─── Exercise data ───
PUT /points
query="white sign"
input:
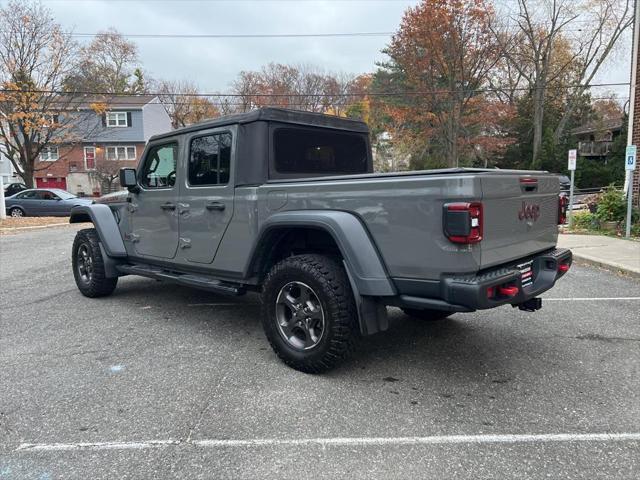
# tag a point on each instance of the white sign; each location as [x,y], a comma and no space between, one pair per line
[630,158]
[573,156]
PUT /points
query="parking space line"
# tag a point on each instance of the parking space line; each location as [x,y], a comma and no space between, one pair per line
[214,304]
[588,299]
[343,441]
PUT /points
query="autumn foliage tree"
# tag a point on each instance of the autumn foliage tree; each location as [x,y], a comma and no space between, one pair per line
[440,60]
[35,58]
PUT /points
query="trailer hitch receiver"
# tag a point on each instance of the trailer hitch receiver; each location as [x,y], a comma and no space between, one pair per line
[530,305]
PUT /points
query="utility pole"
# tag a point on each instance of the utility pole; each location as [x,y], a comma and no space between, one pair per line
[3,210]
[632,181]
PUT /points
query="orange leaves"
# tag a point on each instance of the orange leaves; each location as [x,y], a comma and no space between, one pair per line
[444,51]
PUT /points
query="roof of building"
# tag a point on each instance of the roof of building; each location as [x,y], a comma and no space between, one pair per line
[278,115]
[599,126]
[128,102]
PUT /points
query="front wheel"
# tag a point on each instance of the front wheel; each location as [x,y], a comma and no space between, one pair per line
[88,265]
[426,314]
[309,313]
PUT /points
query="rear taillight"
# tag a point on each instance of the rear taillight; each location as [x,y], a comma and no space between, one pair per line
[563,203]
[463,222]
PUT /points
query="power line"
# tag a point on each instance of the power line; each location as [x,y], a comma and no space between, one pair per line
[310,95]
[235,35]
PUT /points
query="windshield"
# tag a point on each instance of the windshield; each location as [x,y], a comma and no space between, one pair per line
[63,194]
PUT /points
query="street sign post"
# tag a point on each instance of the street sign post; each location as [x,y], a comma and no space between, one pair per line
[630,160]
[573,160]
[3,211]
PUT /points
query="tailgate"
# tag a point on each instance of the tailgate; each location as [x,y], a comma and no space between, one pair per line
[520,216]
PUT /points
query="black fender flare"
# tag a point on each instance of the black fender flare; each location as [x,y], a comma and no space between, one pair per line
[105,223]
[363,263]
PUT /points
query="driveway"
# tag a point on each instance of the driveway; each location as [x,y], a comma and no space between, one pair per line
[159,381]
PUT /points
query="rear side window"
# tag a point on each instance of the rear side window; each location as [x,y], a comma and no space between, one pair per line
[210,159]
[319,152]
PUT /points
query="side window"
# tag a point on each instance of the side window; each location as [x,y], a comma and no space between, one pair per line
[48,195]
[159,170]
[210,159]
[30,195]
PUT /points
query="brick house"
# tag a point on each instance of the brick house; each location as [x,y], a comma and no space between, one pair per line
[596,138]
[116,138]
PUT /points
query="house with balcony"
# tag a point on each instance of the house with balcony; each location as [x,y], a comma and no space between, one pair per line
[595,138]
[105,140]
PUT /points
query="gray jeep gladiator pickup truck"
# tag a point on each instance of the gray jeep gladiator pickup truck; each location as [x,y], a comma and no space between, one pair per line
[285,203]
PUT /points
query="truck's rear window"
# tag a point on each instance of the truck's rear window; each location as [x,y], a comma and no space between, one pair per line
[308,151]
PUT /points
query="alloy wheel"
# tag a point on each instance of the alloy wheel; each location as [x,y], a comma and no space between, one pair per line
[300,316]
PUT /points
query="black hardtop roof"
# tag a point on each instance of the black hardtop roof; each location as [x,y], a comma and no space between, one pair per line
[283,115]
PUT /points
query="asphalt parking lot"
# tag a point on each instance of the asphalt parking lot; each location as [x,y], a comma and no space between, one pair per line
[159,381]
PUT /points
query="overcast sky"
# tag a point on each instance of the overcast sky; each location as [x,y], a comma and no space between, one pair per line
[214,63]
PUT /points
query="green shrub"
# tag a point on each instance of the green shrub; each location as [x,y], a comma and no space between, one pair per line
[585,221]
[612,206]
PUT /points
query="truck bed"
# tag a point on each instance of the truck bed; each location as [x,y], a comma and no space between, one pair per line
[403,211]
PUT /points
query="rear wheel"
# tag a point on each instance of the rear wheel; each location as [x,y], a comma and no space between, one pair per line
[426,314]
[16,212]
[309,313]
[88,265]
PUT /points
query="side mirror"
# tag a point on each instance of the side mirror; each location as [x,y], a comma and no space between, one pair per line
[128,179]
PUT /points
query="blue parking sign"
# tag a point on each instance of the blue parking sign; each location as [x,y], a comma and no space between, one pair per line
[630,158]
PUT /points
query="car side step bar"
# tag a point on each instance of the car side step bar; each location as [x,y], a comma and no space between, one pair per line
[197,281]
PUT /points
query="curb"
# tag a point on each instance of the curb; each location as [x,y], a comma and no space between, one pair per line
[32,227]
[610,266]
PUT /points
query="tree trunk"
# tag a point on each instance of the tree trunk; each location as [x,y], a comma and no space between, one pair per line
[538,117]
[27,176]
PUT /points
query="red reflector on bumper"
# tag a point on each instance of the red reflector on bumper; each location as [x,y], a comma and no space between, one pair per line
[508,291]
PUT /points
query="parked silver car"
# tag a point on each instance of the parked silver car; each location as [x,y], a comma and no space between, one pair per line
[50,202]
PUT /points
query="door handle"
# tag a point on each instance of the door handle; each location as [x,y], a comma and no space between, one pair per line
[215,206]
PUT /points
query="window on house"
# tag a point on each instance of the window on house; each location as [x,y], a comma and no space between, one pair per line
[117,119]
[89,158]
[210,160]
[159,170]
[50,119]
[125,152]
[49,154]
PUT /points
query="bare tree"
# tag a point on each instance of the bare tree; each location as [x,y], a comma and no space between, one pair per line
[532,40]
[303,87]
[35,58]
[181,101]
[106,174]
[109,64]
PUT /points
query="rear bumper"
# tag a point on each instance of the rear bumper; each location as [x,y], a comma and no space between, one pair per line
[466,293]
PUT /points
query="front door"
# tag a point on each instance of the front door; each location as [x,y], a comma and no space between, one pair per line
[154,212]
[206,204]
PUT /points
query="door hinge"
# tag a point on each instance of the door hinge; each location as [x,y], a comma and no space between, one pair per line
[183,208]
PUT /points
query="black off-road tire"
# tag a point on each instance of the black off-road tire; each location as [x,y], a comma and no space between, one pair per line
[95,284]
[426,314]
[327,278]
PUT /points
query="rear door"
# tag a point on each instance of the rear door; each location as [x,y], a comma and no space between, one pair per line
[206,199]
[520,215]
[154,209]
───
#### [Work task]
Please give the records above again exactly as they stand, with no pictures.

#### [Solution]
PUT /points
query="white sign"
input:
# tag a point on each instance of the white sign; each location as [x,y], a comma and no space between, one pair per line
[630,158]
[573,156]
PUT /points
query="parking space line"
# tag a point on each instance of the parking space line; each location as [x,y], a comma and no space between, one pair per line
[214,304]
[588,299]
[343,441]
PUT /points
query="autumn foliage tree"
# tag a point on each instance of the autumn foliage tree; each location as [x,y], a comma and no space between, one pair per line
[440,60]
[35,58]
PUT /points
query="trailer hitch receiver"
# tag a point on each instance of the trailer hitch receiver; each location as [x,y], a comma and no space between, one pair per line
[530,305]
PUT /points
query="utility pole"
# tag a point on each instance of the utility pole; each location as [x,y], a comma and no space between, one pair per line
[3,210]
[632,181]
PUT /points
query="orange leaves"
# tag a point on each instance of the orange leaves; each location as [x,y], a comma and no space between, one pair per line
[444,51]
PUT /points
query="roof of building"
# tag a point on each instance of the roof of building; each location as [x,y], a comma and no space between, one pair per line
[278,115]
[599,126]
[128,102]
PUT /points
query="front wheel"
# tag a point on each instance of the front wheel; each location as [x,y], a comma and no space between, one pair per line
[88,265]
[426,314]
[309,313]
PUT /points
query="rear taillight"
# tag a point on each instance of the rear taillight; each location as [x,y], a comma and no space between, one pair per line
[563,203]
[463,222]
PUT /points
query="power line"
# tag a point on each instance of the power line; each location as [x,y], a comma and no space between, one pair per line
[310,95]
[235,35]
PUT /points
query="windshield"
# tag a point on each instance of the windshield; each location as [x,y], a comma and no space between, one pair per line
[63,194]
PUT /points
query="street sign post"
# tag a point on each instance of the street sign post; each location as [x,y], a comma and no space between, one pair per line
[630,160]
[573,160]
[3,211]
PUT /points
query="tailgate"
# tag a point on each instance of the tailgate; each location as [x,y], a comma and no space between, one pair per line
[520,216]
PUT /points
query="black fender flare"
# tag a point on each instance of the black fender flare; each location as [x,y], a comma and no space between, one pair per line
[105,223]
[363,263]
PUT /points
query="driveway"
# tag a point on each instance of the driveway; each location as [x,y], a comma and no space between, one pair per line
[159,381]
PUT /points
query="rear side window"
# tag a point on each instance of the rear side window; each location as [x,y], a comma and no space between, one pair per line
[210,159]
[319,152]
PUT /points
query="side window"
# tag a point on each instance of the side window; each location as [x,y], a comma and no space between, one pair per line
[48,195]
[159,170]
[210,159]
[30,195]
PUT /points
query="brick house"
# tag a point on each instance of the brick house; each location as [x,y], a comma and no space between, one pair per line
[596,138]
[116,138]
PUT /points
query="house with balcony"
# tag a point on each instance of the house with balcony; each location as [x,y], a comma and no space between, one pair per line
[595,138]
[105,140]
PUT /points
query="gray jeep gladiator pickup truck"
# tag a point on each instance of the gray jeep gladiator pickup truck; each location as [x,y], a comma and no space between, one pair per line
[285,203]
PUT /points
query="truck's rear window"
# tag a point on each instance of the truck's rear window; each location as [x,y], a comma and no space between, one pair per line
[308,151]
PUT /points
query="alloy wheel"
# tag a point on each instance of the alloy wheel; each location as [x,y], a comma and no space between, one pair per line
[300,316]
PUT /points
query="black hardtop roof"
# tag a point on each instance of the black hardtop roof; each location as [x,y], a comma and no space between, one pair per line
[283,115]
PUT /points
query="asphalt parking lot"
# tag a point on each instance of the asphalt parking lot; each location as [x,y], a comma and no space between, one pair per line
[159,381]
PUT /points
query="overcast sky"
# tag a point on each instance of the overcast sky; each location as [x,y], a comma and no space between, one pair per line
[214,63]
PUT /points
query="green shrub"
# tag a point on each instance of the green shrub; each location as [x,y], a comma and no space between, one pair per line
[585,221]
[612,206]
PUT /points
query="truck bed"
# tag a point on each instance of the truck bed; each location as [x,y], a comma and no space between, one pair per line
[403,211]
PUT /points
query="rear wheel"
# tag a point on each instance of the rear wheel; each location as [x,y], a comma and no space between, one pair per line
[426,314]
[16,212]
[309,313]
[88,265]
PUT /points
query="side mirror"
# tag a point on each instance of the side mirror; each location as [x,y], a comma and no space between, one pair per line
[128,179]
PUT /points
query="blue parking sign"
# tag a point on each instance of the blue parking sign; each location as [x,y], a comma and no space between, one pair per line
[630,158]
PUT /points
query="car side step bar"
# tag a point on each instance of the car side step bar; each location as [x,y], a comma and no space between, one pair per line
[197,281]
PUT /points
query="curb"
# tag a point on each instance of the curb; each location as [x,y], a comma and no space between, one pair per line
[32,227]
[610,266]
PUT /points
query="tree trunk"
# tag a point on each instance of the tree trunk; each location as [x,y], a comma and no space between, one pair per line
[538,117]
[27,176]
PUT /points
query="red reflector on bumper"
# tag a point on each instance of the red reflector on bumper; each location as [x,y], a comma and no space between, one pair per line
[508,291]
PUT /points
query="parked silver car"
# tag a point on each instance of the parked silver car; each location as [x,y], a comma and no space between, one pair per line
[50,202]
PUT /points
query="door handle"
# tag a point on each instance of the door handle; each location as [x,y], a comma and no space between, one pair per line
[215,206]
PUT /points
query="window on house"
# tag a point on each instance of the window on house; each location as [x,y], a comma and no space between, one pair per line
[117,119]
[89,158]
[210,160]
[159,170]
[50,119]
[125,152]
[49,154]
PUT /points
query="bare tree"
# tag a point on each instance of the bare tree; each location as [x,y], a comma and no space between, one pair per line
[532,40]
[303,87]
[35,58]
[181,101]
[106,174]
[109,64]
PUT /points
query="rear bumper"
# tag a point on each instance of the rear bumper; each location as [x,y], a comma and no space between, one pair per line
[466,293]
PUT /points
query="front door"
# tag a point on each instance of the front door; each location as [x,y], a comma and no space between, one pair per line
[154,212]
[206,204]
PUT /points
query="door hinge"
# tag a point on each instance of the door hinge; each location as [x,y], a comma and no space between, one pair per line
[183,208]
PUT /points
query="black off-road tire"
# tag a point on each instance of the black off-road tire; each location as [x,y], a comma and no space between, one pair per line
[95,284]
[426,314]
[327,278]
PUT /points
query="rear door"
# tag a point on each instance of the rear door; each location as [x,y], a comma and no space between, one pair per line
[206,199]
[520,215]
[154,209]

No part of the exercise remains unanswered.